▶ _Exercise prompt_:
Extract every line starting at the line that contains "escalator and return the coordinates." and ending with the final line of the data, inclusive; give only those lines, word for word.

▶ _Given data_:
>>>>>

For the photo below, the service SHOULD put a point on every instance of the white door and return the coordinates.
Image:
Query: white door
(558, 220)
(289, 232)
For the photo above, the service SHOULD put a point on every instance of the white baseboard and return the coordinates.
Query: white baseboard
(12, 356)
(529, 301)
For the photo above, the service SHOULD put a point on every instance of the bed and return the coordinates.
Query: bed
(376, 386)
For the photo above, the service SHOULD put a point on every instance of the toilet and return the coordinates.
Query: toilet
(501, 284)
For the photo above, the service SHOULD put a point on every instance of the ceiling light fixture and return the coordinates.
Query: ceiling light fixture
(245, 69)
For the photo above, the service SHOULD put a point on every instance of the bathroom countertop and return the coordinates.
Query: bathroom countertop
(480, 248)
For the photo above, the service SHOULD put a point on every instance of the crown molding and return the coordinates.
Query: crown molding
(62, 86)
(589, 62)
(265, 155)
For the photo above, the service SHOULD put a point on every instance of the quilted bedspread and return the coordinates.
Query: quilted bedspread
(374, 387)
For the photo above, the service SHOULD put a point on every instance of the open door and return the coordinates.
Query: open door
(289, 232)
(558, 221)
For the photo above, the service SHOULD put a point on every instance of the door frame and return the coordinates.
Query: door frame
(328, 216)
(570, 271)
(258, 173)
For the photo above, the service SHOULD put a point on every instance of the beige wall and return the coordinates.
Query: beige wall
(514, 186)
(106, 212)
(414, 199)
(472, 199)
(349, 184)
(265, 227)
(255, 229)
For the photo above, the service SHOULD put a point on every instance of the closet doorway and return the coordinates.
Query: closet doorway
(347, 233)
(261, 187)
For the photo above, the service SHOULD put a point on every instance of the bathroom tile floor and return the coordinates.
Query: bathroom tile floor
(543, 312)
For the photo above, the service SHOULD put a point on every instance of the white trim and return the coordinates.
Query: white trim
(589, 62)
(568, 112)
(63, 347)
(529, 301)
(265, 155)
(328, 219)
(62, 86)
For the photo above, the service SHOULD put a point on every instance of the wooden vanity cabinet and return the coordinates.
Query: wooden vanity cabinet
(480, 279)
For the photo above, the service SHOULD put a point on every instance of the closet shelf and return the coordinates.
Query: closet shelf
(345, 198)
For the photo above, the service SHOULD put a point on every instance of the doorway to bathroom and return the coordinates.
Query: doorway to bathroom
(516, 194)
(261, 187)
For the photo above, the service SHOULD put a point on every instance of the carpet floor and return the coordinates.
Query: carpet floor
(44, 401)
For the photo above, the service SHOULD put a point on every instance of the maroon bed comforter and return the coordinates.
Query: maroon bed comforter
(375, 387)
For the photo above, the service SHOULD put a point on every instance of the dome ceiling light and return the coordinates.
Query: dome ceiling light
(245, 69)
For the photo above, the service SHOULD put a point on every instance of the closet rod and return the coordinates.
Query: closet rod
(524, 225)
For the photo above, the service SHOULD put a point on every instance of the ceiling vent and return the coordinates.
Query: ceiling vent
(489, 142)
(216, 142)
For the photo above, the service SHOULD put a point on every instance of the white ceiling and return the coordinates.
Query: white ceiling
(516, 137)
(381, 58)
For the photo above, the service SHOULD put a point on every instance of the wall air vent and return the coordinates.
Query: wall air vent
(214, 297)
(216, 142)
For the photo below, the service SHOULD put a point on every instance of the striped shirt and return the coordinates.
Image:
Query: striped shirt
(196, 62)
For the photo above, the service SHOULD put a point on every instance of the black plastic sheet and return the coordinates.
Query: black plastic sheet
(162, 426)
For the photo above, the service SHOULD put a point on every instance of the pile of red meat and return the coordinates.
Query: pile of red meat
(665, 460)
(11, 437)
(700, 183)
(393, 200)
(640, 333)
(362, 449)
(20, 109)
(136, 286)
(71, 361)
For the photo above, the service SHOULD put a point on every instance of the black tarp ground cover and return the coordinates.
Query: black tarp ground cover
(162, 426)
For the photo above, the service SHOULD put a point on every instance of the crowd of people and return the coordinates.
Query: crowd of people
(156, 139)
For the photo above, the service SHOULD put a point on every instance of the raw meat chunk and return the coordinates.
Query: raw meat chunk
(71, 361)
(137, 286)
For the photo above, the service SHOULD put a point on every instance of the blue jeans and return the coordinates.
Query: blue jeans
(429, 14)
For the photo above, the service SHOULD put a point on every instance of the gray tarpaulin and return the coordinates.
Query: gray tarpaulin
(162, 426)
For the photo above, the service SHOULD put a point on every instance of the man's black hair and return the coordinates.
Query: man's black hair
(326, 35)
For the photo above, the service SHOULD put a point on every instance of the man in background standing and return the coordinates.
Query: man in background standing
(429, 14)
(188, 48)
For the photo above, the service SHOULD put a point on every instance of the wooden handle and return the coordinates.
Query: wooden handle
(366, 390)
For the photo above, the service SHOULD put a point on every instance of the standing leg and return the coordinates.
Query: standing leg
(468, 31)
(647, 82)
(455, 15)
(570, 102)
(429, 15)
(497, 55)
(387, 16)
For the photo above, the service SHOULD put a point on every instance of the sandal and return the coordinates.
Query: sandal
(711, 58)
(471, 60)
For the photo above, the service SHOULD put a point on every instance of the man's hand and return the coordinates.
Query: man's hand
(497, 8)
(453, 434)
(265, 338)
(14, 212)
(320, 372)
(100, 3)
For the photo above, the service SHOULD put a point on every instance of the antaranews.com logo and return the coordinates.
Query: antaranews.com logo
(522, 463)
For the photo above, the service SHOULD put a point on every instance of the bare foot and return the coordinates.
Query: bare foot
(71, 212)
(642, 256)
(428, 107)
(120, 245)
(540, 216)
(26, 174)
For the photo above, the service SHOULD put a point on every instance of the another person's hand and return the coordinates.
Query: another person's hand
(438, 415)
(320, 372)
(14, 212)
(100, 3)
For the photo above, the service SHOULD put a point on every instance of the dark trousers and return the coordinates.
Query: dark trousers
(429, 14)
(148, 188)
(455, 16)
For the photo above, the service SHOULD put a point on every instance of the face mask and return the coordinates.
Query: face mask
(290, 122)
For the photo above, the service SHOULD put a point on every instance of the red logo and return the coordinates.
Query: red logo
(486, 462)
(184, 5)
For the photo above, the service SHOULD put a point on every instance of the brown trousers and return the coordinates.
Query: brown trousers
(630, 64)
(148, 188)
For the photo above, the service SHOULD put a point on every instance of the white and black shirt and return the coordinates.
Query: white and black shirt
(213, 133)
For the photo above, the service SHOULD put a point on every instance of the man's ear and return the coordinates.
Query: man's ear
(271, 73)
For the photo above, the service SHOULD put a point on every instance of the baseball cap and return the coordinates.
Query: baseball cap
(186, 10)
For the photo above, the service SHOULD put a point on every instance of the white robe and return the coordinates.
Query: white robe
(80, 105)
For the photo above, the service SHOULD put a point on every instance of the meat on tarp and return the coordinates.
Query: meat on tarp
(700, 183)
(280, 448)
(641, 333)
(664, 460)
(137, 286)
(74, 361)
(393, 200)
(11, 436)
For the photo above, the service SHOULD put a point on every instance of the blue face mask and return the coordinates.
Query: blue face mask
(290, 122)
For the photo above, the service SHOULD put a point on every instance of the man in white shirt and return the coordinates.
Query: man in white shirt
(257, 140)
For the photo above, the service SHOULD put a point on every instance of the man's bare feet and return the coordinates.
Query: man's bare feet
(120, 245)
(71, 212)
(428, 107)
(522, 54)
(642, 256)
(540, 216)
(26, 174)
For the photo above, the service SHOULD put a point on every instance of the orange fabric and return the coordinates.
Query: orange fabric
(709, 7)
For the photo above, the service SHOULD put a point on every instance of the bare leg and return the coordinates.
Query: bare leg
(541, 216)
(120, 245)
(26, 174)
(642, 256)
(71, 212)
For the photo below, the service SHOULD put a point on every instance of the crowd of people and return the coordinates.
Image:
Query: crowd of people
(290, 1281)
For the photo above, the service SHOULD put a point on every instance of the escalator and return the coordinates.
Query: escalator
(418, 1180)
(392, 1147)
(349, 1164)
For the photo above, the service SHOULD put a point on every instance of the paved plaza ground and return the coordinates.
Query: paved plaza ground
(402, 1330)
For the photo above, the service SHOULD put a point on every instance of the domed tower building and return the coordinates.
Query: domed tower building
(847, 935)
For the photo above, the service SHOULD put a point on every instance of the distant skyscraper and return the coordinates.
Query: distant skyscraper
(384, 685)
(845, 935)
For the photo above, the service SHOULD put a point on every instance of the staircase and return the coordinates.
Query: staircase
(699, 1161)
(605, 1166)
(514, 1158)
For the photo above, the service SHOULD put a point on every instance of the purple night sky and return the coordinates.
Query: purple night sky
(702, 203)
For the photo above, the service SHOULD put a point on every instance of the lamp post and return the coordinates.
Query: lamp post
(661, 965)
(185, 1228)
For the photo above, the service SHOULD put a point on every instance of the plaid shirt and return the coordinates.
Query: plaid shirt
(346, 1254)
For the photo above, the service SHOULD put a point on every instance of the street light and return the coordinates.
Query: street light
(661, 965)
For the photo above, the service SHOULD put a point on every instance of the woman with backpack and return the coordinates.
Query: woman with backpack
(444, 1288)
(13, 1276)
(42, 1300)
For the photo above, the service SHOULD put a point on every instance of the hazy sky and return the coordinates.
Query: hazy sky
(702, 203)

<<<<<

▶ _Result for this exercise_:
For the photo above, the service SHOULD put a point on every instance of the escalator and return the coordinates.
Query: escalator
(418, 1180)
(392, 1147)
(349, 1164)
For the photo above, the service SHOULD put a point on every instance of the paved plaza ground and return the coordinates.
Query: paved plaza ground
(402, 1330)
For the photo above, the service SHOULD put a point on every instance of the domed tower building and return the coordinates.
Query: domed tower building
(847, 935)
For the photo above, the service SHOULD put a point on every instance of the distant skyscraper and return the coordinates.
Query: distant skyscraper
(384, 685)
(845, 935)
For the photo above, the service SHOULD put a point on every instance of the staircase and return the coordinates.
Query: staircase
(699, 1161)
(605, 1166)
(514, 1158)
For the photo above, the service SHOULD put a point on every instance of the purple night sky and return the coordinates.
Query: purple night sky
(702, 203)
For the photo above, the service SHOULD put a point on every instance of the lamp post and return the coordinates.
Query: lamp post
(661, 965)
(185, 1228)
For the photo above, the service SHOULD put a point on every instance of the plaid shirt and return the coordinates.
Query: plaid shirt
(346, 1254)
For the photo above, the service SHOULD put a point on every instance of the street light and return the coordinates.
Query: street light
(661, 965)
For the photo above, the service SHOULD put a point on every instance of the woman with backpack and return the coordinates.
Query: woman with backpack
(444, 1288)
(13, 1276)
(42, 1300)
For the photo above, the service SHOULD put a point on every instance of the hazy sky and return the coordinates.
Query: hazy sky
(702, 203)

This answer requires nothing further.